Coordinate annotation records
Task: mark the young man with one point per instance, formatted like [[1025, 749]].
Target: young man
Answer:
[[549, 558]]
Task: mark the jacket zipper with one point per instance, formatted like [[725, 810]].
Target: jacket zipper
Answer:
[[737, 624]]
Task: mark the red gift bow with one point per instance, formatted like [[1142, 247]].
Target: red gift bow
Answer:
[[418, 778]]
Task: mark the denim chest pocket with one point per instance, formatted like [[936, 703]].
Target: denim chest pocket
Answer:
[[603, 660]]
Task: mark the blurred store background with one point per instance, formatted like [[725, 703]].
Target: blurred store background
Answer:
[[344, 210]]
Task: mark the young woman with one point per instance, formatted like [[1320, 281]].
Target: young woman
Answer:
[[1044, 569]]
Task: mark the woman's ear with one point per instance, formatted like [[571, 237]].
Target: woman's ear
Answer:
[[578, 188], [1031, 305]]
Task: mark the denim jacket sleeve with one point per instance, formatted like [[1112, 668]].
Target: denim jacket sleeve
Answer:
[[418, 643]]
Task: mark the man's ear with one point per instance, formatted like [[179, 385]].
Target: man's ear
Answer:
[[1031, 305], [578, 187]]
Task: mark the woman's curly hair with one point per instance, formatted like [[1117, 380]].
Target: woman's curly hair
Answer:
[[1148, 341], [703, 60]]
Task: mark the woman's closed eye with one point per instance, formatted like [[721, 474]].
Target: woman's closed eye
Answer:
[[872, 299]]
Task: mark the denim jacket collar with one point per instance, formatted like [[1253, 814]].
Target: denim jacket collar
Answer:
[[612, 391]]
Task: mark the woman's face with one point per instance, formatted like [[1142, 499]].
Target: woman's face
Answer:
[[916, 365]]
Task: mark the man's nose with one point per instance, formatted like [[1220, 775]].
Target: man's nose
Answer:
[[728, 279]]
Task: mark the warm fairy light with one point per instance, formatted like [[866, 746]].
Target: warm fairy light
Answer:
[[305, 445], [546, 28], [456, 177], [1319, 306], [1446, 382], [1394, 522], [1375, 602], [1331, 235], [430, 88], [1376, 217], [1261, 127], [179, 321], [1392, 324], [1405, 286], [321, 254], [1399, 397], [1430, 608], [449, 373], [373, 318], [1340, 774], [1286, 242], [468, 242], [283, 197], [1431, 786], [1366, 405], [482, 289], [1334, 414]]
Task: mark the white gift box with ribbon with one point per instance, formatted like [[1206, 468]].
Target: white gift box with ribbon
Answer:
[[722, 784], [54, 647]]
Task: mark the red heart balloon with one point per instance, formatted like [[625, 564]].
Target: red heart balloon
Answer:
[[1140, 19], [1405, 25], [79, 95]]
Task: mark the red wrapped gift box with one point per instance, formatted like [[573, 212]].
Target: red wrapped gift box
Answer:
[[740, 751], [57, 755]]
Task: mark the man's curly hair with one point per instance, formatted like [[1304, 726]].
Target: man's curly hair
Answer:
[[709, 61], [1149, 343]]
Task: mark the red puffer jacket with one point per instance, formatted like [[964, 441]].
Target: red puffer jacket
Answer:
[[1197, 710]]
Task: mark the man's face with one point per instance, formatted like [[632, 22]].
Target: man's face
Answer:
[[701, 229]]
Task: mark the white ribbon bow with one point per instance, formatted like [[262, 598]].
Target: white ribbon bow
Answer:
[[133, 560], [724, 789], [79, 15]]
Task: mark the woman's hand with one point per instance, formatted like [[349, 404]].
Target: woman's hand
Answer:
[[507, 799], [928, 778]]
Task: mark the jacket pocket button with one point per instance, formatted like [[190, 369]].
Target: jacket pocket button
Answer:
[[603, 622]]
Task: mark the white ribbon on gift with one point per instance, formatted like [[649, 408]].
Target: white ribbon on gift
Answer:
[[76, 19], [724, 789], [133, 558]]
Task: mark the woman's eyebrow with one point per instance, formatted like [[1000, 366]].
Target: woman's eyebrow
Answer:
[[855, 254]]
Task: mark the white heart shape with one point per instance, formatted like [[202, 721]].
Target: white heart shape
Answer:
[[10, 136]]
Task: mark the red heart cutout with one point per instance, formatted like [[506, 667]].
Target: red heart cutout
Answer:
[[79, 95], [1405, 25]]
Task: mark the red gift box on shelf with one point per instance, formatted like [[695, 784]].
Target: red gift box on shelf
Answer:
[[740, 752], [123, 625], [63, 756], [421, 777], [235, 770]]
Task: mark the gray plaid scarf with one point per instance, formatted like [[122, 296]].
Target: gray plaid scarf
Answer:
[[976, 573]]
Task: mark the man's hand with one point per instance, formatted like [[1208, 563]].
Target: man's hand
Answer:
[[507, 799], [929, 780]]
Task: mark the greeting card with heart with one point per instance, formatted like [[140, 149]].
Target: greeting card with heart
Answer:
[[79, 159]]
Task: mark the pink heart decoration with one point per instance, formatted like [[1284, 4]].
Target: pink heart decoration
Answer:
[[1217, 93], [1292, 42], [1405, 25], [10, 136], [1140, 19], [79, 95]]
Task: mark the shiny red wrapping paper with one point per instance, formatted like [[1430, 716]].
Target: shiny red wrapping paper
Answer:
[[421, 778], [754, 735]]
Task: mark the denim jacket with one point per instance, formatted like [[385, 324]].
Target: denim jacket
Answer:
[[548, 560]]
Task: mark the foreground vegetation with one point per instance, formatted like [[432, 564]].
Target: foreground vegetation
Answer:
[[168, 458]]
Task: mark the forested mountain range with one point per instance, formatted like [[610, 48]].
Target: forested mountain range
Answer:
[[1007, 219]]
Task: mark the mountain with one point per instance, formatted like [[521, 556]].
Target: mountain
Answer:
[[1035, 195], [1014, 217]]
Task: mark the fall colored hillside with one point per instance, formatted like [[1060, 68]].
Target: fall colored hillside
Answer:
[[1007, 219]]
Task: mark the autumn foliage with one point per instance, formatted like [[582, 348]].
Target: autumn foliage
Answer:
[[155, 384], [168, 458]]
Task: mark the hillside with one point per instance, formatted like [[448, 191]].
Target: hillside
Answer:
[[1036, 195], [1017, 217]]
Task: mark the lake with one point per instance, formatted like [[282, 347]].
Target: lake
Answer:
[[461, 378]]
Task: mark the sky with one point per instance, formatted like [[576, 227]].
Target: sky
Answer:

= TASK DETAILS =
Please reproduce all of the records above verbatim, without altering a single character.

= COMPLETED EXERCISE =
Task: mark the young man with one point per instance, formatted like [[1025, 749]].
Target: young man
Answer:
[[549, 558]]
Task: mark the jacket zipper with one point per instance, formatted like [[725, 810]].
Target: jacket zipper
Answer:
[[737, 624]]
Task: mark the red gift bow with one point per instance, formatted like [[1142, 247]].
Target: red gift bow
Answer:
[[418, 778]]
Task: mark the denim chest pocket with one point per instance, formatted like [[936, 703]].
Target: denim chest pocket
Answer:
[[603, 660]]
Task: mark the blurred store background with one point per instance, formatted like [[725, 703]].
Target: blurred store background
Answer:
[[344, 210]]
Task: mark the young woman with one point per instance, formatted like [[1320, 281]].
Target: young woman
Answer:
[[1044, 569]]
Task: mark the woman's ear with one point per instance, formatted like [[571, 237]].
Target: woman's ear
Answer:
[[578, 188], [1031, 305]]
Task: mark the denim jacket sleeve with one point per instance, formatted like [[1112, 668]].
Target: denim jacket sleeve
Answer:
[[418, 643]]
Task: mark the man's ear with one point per instance, formatted like [[179, 385]].
Target: man's ear
Answer:
[[1031, 305], [578, 187]]
Task: mark the woman's curly hair with one point per instance, formatted like [[1117, 380]].
Target: woman's curly hair
Answer:
[[1148, 341], [703, 60]]
Task: mark the woman's closed eye with one point per instance, formatted like [[721, 474]].
Target: woman's closed eye
Answer:
[[872, 299]]
Task: mark the denim jacket collar with one point per instance, formatted like [[1253, 814]].
Target: denim jacket collar
Answer:
[[612, 391]]
Task: mark the woman's face with one point per instance, formatted like [[1142, 499]].
Target: woman's face
Answer:
[[916, 365]]
Task: mark the man's nose with one point per instance, formatted like [[1220, 775]].
Target: man's nose
Answer:
[[728, 279]]
Task: mark the warm fairy light with one point per instance, formatted like [[866, 746]].
Target: warm fairy light
Answer:
[[305, 445], [546, 28], [456, 177], [1319, 306], [1446, 382], [1394, 522], [1375, 602], [1331, 235], [430, 88], [1376, 217], [1261, 127], [179, 321], [1392, 324], [1405, 286], [321, 254], [1399, 397], [1430, 608], [449, 373], [373, 318], [1340, 774], [1286, 242], [468, 242], [283, 197], [1431, 786], [1366, 405], [482, 289], [1334, 414]]
Task: mark the white gift box with ribbon with one point per instance, formatted like [[1206, 468]].
Target: white gift box with ribbon
Answer:
[[722, 784], [54, 647]]
Task: mark the red heart balloon with one point per instance, formatted like [[625, 564]].
Target: red heart balloon
Answer:
[[1140, 19], [1405, 25], [79, 95]]
Task: mark the red wrapped gift box with one point per instance, formatted like [[573, 212]].
Target: red wrapped gift box
Answer:
[[740, 751], [57, 755]]
Task: mark the man's curly hair with one point per instance, formatted like [[1304, 726]].
Target: man's curly hair
Answer:
[[709, 61], [1149, 343]]
Task: mark the red puffer jacket with one point per instance, formatted like [[964, 441]].
Target: red puffer jacket
Answer:
[[1197, 710]]
Task: mark the man's face with one point per instance, formatted like [[632, 22]].
Target: man's face
Answer:
[[701, 229]]
Task: mark the white ribbon bow with one point per instance, formatted like [[262, 598]].
Target: white ribbon bow
Answer:
[[133, 560], [724, 789], [79, 15]]
Task: mark the woman's hand with one point per instance, formatted like [[349, 404]].
Target: woman's hand
Answer:
[[507, 799], [928, 778]]
Task: mark the jacket pocket button with one point per instance, formatted like [[190, 369]].
Target: jacket pocket button
Answer:
[[603, 622]]
Task: mark the white ribbon on gift with one point per instance, formatted like [[649, 408]].
Target: white ribbon on gift
Answer:
[[76, 19], [724, 789], [133, 558]]
Task: mark the woman's eyebrow with one point per instance, formatted like [[1000, 366]].
Target: woman's eyebrow
Answer:
[[855, 254]]
Task: mark the white heart shape with one point per instance, formatted like [[202, 721]].
Target: white heart shape
Answer:
[[10, 136]]
Task: mark the red heart cutout with one point per instance, formatted like [[506, 667]].
Target: red heart cutout
Answer:
[[79, 95], [1405, 25]]
Task: mark the red gift box on shelf with one point per instance, formatted like [[695, 784]].
Target: red gift box on shelf
Answer:
[[740, 752], [123, 625], [63, 756], [421, 777], [235, 770]]
Task: mark the gray plaid scarf with one point per instance, formatted like [[122, 296]].
Target: gray plaid scarf
Answer:
[[976, 573]]
Task: mark the man's hand with one point per instance, formatted like [[1208, 563]].
Target: man's hand
Answer:
[[507, 799], [929, 780]]
Task: mark the greeting card with heart with one point per instance, formatted like [[140, 149]].
Target: greeting card with heart
Answer:
[[79, 159]]
Task: mark the pink heart decoration with one point per instance, formatted like [[1284, 4]].
Target: pink heart decoration
Answer:
[[1217, 93], [1292, 42], [1405, 25], [10, 136], [1140, 19], [79, 95]]
Task: mark the shiny red wrapping paper with one point per instance, formatted like [[1430, 716]].
Target: shiny red wrapping paper
Answer:
[[421, 778], [754, 735]]
Task: mark the denim jacket with one point per instance, formatted like [[385, 324]].
Target: denim jacket
Answer:
[[548, 560]]
Task: mark the foreground vegetation with one point per instance, formatted like [[432, 564]].
Target: foreground vegetation
Answer:
[[168, 458]]
Task: mark the forested mountain range with one point per instance, formatted like [[610, 48]].
Target: forested mountain range
Answer:
[[1007, 219]]
Task: mark the mountain with one point per instance, formatted like [[521, 556]].
Target: mountain
Answer:
[[1035, 195], [1014, 217]]
Task: mark the fall colored hillside with one point per instance, formatted like [[1060, 68]].
Target: fall colored hillside
Answer:
[[1007, 219]]
Task: mark the autumn foliage with one point per instance, formatted like [[582, 348]].
Target: autumn foliage
Answer:
[[155, 384], [168, 458]]
Task: mark the hillside with one point per instance, formatted like [[448, 191]].
Target: hillside
Answer:
[[1036, 195], [1017, 217]]
Task: mark the lake with one point per instance, formatted like [[282, 347]].
Target: lake
Answer:
[[461, 378]]
Task: mark the sky with one point per instance, formatted like [[576, 227]].
Target: sky
Answer:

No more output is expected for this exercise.